§ Texto
Com efeito, a presença de exceção de incompetência em juízo,
para se deslocar o feito para outro juízo, tem por consequência a
suspensão do feito e da respectiva decisão liminar, consoante
previsão do art. 265, inciso III.
.........................................................
Entretanto, além desta clara orientação dogmática, é certo que
a parte agravante anexou, à fl. 173, certidão comprobatória da
existência da Ação Civil Pública atinente ao objeto da demanda da
qual se levanta este recurso de agravo, existindo, por assim dizer,
dois juízos tratando da matéria, ocorrência que desponta, a priori,
como não convinhável para a correta prestação jurisdicional. Neste
campo, forçoso anotar que a decisão em contumélia, à fl. 41/44, faz
juízo acerca da competência do juízo agravado, para conhecer do
tema, olvidando a regra da Súmula 150, do excelso Superior Tribunal
de Justiça.
Neste diapasão, lembro que as regras de competência encerram
matéria de ordem pública, de modo que somente ao cabo da solução
deste tema poder-se-á dar cumprimento a medidas liminares, cuja
exceção conduz a invencível urgência, não vislumbrada no caso,
porquanto é possível, ao final, a plena concessão da pretensão
postulada.
Por outro lado, melhor se examinar, em primeiro lugar, a
presença da ilegitimidade ad processum decantada nas razões
recursais, para somente em fase posterius, se dar cumprimento da
ordem liminar, a fim de não ocorre no feito, quando do julgamento,
a verificação de ausência de condições da ação, levando à carência
genérica.

§ Dados fornecidos
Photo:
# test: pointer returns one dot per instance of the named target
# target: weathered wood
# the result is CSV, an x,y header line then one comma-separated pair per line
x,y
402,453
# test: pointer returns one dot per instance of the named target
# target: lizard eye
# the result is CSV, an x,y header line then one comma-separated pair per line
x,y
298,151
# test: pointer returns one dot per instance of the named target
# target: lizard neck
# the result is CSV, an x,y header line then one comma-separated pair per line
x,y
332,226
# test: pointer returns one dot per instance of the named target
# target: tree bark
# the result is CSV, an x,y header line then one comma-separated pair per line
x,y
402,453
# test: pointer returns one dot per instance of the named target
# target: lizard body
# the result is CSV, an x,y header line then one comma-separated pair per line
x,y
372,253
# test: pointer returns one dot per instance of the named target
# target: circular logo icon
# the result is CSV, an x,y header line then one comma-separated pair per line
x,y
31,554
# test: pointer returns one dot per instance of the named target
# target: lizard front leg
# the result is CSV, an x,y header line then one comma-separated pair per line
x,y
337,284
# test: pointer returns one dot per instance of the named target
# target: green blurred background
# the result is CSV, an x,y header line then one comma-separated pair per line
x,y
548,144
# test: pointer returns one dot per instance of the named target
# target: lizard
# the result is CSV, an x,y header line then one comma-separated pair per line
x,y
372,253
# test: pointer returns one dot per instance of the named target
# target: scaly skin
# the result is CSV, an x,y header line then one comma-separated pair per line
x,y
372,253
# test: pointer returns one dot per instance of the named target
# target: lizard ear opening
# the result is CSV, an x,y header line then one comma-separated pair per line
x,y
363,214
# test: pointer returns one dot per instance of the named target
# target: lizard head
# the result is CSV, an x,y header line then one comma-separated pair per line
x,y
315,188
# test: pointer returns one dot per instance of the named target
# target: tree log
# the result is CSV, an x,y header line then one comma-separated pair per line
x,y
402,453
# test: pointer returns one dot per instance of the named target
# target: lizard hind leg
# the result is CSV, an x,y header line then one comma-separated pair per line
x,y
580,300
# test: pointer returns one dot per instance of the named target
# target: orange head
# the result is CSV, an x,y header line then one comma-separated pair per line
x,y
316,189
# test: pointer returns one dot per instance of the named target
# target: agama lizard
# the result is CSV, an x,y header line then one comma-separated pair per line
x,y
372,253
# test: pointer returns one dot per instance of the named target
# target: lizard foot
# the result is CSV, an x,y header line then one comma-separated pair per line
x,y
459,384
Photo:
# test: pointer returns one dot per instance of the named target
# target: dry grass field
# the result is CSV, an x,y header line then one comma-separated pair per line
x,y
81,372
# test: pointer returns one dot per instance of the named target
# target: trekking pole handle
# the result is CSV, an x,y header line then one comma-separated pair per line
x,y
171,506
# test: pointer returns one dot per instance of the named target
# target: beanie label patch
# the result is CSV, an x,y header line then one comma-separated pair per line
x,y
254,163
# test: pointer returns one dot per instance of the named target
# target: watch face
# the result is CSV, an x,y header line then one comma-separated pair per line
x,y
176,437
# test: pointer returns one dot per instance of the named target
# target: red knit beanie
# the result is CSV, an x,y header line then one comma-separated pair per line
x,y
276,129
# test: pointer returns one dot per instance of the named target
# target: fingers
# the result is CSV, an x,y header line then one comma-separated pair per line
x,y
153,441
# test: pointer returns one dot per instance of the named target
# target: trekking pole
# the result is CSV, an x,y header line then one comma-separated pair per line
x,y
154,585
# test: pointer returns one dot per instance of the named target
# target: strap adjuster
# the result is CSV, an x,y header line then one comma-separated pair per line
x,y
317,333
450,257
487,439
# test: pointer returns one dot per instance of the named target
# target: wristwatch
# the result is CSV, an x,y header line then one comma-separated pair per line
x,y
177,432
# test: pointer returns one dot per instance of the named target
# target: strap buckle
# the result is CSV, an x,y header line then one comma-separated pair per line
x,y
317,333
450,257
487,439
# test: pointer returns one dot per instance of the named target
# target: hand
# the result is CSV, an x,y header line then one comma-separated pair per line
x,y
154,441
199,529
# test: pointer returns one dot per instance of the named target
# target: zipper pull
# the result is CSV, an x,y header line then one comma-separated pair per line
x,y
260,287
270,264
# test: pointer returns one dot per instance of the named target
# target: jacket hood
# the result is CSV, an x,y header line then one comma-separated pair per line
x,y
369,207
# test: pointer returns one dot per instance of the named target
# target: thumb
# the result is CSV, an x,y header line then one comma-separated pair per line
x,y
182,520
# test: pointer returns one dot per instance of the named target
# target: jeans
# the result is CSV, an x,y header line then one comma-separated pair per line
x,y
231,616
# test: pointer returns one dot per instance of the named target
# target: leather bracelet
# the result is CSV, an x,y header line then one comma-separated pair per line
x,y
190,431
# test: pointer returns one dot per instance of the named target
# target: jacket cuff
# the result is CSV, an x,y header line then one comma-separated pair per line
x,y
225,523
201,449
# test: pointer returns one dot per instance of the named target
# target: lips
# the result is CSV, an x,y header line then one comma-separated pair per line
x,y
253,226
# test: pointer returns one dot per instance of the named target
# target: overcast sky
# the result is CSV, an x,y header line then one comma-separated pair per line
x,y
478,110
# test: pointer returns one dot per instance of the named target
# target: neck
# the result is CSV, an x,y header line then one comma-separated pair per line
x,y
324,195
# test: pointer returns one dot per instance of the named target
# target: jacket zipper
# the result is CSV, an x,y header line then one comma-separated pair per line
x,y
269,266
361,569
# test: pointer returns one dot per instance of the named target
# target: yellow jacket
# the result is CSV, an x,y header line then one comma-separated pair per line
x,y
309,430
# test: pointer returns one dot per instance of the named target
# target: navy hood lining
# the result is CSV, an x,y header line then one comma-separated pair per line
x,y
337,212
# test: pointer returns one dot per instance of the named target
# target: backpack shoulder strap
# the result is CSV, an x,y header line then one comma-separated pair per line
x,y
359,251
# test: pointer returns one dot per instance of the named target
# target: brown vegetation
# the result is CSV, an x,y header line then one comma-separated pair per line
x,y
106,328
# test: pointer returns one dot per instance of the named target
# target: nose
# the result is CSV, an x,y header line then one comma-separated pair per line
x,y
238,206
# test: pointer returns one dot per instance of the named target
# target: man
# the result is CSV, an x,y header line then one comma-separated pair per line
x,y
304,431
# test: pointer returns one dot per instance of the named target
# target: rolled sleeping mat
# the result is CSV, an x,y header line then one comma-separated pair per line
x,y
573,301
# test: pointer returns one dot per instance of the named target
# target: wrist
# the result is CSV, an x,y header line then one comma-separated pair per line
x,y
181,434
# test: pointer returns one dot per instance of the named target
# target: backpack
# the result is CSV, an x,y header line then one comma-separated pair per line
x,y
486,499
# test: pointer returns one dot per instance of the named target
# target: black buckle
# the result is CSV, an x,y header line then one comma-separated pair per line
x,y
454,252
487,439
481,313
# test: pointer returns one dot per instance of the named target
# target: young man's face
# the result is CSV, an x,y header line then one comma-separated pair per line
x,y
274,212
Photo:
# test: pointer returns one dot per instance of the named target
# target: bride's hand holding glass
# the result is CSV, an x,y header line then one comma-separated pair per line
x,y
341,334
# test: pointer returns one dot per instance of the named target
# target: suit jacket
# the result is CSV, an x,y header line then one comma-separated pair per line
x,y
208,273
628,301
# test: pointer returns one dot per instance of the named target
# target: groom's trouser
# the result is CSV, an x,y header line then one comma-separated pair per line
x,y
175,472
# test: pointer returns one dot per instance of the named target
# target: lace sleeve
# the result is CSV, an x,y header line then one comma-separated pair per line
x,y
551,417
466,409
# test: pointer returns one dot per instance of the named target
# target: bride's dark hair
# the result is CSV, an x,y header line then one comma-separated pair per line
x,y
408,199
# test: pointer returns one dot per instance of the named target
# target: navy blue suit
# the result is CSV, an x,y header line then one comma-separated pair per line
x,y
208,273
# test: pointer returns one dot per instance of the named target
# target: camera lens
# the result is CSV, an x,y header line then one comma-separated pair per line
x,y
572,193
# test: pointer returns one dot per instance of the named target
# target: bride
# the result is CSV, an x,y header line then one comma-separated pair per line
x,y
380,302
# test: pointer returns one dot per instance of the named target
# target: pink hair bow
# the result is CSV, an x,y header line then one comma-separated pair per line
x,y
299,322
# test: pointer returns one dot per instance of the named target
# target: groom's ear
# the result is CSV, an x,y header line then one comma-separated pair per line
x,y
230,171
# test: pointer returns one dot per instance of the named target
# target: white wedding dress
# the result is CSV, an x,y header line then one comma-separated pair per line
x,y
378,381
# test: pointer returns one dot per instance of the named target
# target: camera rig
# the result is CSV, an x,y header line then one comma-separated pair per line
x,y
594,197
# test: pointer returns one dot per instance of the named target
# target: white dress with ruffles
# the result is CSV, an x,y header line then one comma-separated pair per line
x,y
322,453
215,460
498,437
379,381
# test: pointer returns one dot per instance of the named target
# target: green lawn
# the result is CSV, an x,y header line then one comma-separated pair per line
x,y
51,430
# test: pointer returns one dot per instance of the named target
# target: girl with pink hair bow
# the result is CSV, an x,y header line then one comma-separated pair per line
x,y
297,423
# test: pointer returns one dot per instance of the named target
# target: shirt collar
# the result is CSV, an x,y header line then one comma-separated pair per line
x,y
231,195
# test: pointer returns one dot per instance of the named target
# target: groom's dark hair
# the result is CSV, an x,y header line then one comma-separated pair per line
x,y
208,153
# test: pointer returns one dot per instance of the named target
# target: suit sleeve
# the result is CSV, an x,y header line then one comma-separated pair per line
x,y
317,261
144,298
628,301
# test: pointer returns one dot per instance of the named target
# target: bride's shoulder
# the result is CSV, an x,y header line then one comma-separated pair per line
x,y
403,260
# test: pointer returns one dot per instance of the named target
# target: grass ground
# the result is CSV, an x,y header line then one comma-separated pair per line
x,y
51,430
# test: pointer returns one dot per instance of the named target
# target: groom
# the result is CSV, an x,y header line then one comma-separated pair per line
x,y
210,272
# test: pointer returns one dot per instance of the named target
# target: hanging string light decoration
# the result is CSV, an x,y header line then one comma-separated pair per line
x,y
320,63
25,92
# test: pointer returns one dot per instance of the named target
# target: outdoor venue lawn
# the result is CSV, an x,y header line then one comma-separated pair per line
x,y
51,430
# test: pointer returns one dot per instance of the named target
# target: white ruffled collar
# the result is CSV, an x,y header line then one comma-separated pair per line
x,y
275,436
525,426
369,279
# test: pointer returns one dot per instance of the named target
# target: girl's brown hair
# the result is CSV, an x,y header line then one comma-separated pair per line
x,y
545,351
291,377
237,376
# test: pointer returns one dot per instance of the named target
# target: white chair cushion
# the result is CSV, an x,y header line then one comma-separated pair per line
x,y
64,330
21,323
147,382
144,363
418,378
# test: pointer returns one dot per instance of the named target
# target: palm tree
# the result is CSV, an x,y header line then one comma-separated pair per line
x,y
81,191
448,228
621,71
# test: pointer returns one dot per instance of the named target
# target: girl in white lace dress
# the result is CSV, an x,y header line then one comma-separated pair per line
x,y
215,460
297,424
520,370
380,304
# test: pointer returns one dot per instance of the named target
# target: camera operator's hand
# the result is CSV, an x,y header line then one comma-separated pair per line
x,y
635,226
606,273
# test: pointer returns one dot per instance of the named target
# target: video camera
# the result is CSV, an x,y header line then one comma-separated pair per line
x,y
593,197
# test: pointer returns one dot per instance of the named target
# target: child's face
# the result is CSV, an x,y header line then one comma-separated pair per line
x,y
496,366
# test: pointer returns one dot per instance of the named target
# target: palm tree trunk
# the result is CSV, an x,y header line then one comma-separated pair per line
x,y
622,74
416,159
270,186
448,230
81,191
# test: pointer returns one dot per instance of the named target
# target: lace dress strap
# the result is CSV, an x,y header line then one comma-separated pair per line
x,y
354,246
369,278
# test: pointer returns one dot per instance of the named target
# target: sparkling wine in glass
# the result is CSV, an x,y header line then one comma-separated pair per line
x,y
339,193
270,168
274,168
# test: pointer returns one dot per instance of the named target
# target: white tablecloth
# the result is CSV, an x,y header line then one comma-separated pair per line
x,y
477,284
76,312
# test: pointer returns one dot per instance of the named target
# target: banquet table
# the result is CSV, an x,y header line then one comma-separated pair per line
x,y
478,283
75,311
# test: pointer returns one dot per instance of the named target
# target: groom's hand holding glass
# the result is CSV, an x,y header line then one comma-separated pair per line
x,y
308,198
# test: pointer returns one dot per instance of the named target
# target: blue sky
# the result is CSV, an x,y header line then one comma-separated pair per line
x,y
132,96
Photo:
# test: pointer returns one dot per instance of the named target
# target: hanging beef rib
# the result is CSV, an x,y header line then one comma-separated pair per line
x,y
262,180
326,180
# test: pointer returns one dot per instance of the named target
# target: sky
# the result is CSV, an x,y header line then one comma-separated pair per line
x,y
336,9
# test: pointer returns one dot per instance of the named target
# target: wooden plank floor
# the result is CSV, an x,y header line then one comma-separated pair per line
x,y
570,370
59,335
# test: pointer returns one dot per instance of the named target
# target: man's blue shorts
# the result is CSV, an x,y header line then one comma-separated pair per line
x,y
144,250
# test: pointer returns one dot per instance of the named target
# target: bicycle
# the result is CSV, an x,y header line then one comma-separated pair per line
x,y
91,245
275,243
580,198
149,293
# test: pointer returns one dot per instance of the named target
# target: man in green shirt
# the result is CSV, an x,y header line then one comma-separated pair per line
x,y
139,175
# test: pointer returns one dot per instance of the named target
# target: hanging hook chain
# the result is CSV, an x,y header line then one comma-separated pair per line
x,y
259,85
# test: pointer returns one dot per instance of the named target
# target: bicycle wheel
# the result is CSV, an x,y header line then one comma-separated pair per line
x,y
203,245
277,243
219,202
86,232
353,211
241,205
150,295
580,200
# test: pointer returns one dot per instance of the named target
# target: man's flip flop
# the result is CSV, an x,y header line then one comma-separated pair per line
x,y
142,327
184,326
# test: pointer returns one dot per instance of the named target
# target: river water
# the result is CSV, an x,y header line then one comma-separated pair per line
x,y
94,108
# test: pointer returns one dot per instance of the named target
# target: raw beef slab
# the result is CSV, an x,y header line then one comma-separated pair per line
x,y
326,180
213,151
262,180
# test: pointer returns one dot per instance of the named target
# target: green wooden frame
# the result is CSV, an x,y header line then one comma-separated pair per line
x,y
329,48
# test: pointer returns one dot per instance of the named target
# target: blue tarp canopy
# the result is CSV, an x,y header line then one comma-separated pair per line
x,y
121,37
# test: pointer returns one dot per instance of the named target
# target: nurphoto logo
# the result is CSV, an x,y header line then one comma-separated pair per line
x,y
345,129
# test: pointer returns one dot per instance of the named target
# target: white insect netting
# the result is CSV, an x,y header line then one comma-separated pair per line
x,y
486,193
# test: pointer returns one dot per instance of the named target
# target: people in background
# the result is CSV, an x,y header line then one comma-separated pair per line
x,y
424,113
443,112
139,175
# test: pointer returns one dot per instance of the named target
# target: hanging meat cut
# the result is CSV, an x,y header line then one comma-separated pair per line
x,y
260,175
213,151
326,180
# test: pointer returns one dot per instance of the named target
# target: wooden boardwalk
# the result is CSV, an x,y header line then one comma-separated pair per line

§ Tarefas do exercício
[1] De acordo com o texto sobre o agravo, qual súmula a decisão agravada deixou de observar?
[2] Prossiga com o texto sobre o agravo a partir da última frase apresentada.
Os itens não têm nenhum papel nesta atividade.

§ Gabarito
[1] A Súmula 150 do Superior Tribunal de Justiça.

[2]
Por derradeiro, a documentação de fl. 176/198 demonstra a
presenta de embate administrativo, ainda não solucionado. A isto se
assoma a notícia de que os Decretos Estaduais nº 25.777 e 25.778,
por força de medida antecipatória dos efeitos da tutela, lançados
no processo nº 75950-58.2009.8.06.2001, em curso perante a 3ª Vara
da Fazenda Pública de Fortaleza, receberam sobrestamento.
.........................................................
Ora, ictu oculi, verifica-se que as medidas concedidas,
mormente a suspensão dos serviços públicos básicos, poderá resultar
em prejuízo à parte agravante, sendo razoável se paralisar as
medidas de primeiro grau ara se alcançar no processo uma escorreita
aplicação do direito.
.........................................................
Sob esse entendimento, penso que sobrestar, neste momento, a
decisão em contumélia, mormente até a decisão da exceção de
incompetência, é o caminho mais acertado para se solucionar o
assunto" (fl. 30/36).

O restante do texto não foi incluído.